• **WHAT NEEDS TO BE DONE**: Write the data out again, exactly as given.

• **RECORD EXTRACTS**:

┌────────

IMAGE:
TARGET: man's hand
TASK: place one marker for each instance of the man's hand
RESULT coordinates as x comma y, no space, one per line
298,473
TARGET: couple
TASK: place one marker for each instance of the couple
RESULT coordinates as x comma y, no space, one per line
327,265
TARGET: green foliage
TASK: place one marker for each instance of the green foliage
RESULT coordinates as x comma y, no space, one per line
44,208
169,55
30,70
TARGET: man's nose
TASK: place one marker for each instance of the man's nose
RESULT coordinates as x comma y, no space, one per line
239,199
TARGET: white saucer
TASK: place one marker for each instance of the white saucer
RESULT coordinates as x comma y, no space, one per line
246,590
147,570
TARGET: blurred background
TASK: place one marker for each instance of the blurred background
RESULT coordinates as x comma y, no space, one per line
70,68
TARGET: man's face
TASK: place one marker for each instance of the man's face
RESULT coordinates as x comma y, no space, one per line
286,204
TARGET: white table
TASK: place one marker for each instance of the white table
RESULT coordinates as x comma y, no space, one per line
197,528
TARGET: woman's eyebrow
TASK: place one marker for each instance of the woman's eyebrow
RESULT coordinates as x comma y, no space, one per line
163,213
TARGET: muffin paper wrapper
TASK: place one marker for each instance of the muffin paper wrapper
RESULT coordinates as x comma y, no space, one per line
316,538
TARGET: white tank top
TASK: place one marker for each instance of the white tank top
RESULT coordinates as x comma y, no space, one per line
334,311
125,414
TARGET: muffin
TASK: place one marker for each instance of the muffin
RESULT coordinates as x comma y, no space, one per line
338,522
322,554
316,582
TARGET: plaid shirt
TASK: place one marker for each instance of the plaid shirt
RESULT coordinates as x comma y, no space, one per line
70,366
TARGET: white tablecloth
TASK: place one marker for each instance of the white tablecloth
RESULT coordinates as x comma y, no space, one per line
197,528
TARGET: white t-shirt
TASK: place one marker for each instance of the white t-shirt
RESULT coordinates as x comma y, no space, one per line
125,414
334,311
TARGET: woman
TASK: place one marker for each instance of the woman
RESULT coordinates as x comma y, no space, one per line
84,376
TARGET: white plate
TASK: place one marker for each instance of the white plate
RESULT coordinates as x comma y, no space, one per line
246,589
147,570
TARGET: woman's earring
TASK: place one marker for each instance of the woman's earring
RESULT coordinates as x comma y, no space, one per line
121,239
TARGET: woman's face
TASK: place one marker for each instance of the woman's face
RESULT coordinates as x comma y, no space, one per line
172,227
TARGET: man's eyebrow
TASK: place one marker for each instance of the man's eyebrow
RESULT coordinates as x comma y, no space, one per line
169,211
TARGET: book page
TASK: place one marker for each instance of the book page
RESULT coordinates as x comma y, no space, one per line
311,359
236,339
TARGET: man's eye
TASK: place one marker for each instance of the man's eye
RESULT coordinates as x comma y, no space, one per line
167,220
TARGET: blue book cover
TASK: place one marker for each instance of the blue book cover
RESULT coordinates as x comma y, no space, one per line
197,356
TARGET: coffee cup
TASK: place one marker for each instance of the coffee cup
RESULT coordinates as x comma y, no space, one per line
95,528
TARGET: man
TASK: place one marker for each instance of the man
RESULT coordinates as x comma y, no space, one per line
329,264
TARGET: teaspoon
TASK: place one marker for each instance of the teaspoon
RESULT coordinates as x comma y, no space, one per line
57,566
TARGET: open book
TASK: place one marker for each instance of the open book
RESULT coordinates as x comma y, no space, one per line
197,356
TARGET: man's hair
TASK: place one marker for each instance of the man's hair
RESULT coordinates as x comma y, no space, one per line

└────────

• **COMPLETED EXERCISE**:
IMAGE:
TARGET: man's hand
TASK: place one marker for each instance of the man's hand
RESULT coordinates as x comma y, no space, one per line
298,473
TARGET: couple
TASK: place one marker for each instance of the couple
RESULT coordinates as x comma y, no space, one per line
327,265
TARGET: green foliage
TASK: place one marker for each instance of the green foliage
RESULT coordinates as x comma y, no space, one per line
44,208
169,55
30,70
TARGET: man's nose
TASK: place one marker for each instance of the man's nose
RESULT coordinates as x comma y, no space, one per line
239,199
TARGET: white saucer
TASK: place one marker for each instance of the white saucer
RESULT coordinates as x comma y, no space, one per line
246,590
147,570
TARGET: blurred background
TASK: place one marker for each instance of the blurred background
RESULT coordinates as x comma y, no space, one per line
70,68
TARGET: man's face
TASK: place one marker for each instance of the man's face
RESULT coordinates as x comma y, no space, one per line
286,204
TARGET: white table
TASK: place one marker for each instance of the white table
RESULT coordinates as x comma y, no space, one per line
197,528
TARGET: woman's eyebrow
TASK: place one marker for each instance of the woman's eyebrow
RESULT coordinates as x comma y, no space, one per line
163,213
TARGET: muffin paper wrapper
TASK: place one marker for each instance of the muffin paper wrapper
RESULT coordinates as x comma y, no space, one per line
316,538
TARGET: white tank top
TASK: place one marker for each instance of the white tank top
RESULT coordinates as x comma y, no space, one per line
334,311
125,414
TARGET: muffin
TASK: place one marker for each instance of the muffin
RESULT coordinates as x comma y, no space, one per line
338,522
322,554
316,582
TARGET: plaid shirt
TASK: place one marker for each instance of the plaid shirt
RESULT coordinates as x comma y, no space, one per line
70,366
TARGET: white tablecloth
TASK: place one marker for each instance of the white tablecloth
RESULT coordinates as x comma y, no space, one per line
197,528
TARGET: white t-shirt
TASK: place one marker for each instance of the white t-shirt
RESULT coordinates as x comma y, no space, one per line
125,414
334,311
TARGET: woman
TASK: place one marker for each instance of the woman
RESULT coordinates as x comma y, no space, one per line
84,376
TARGET: white plate
TASK: place one marker for each instance of the white plate
RESULT coordinates as x comma y, no space, one per line
246,589
147,570
TARGET: woman's earring
TASK: place one marker for each instance of the woman's earring
RESULT coordinates as x comma y, no space, one per line
121,239
TARGET: woman's face
TASK: place one marker for each instance of the woman's face
RESULT coordinates as x comma y, no space, one per line
172,227
TARGET: man's eyebrow
TASK: place one marker for each instance of the man's eyebrow
RESULT coordinates as x comma y, no space, one per line
169,211
TARGET: book page
TASK: place one marker for each instance of the book page
RESULT coordinates as x comma y, no space, one per line
311,359
236,339
TARGET: man's eye
TASK: place one marker for each instance of the man's eye
RESULT coordinates as x comma y, no space, one per line
167,220
TARGET: blue book cover
TASK: place one marker for each instance of the blue book cover
RESULT coordinates as x comma y, no space, one per line
197,356
TARGET: coffee cup
TASK: place one marker for each instance of the coffee cup
RESULT coordinates as x comma y, no space, one per line
95,528
TARGET: man
TASK: place one marker for each instance of the man
RESULT coordinates as x comma y, no space, one per line
329,264
TARGET: teaspoon
TASK: place one marker for each instance of the teaspoon
RESULT coordinates as x comma y, no space, one per line
57,566
TARGET: open book
TASK: place one marker for each instance of the open book
RESULT coordinates as x comma y, no space, one per line
197,356
TARGET: man's hair
TASK: place one marker for each instance of the man's hair
RESULT coordinates as x comma y, no space, one per line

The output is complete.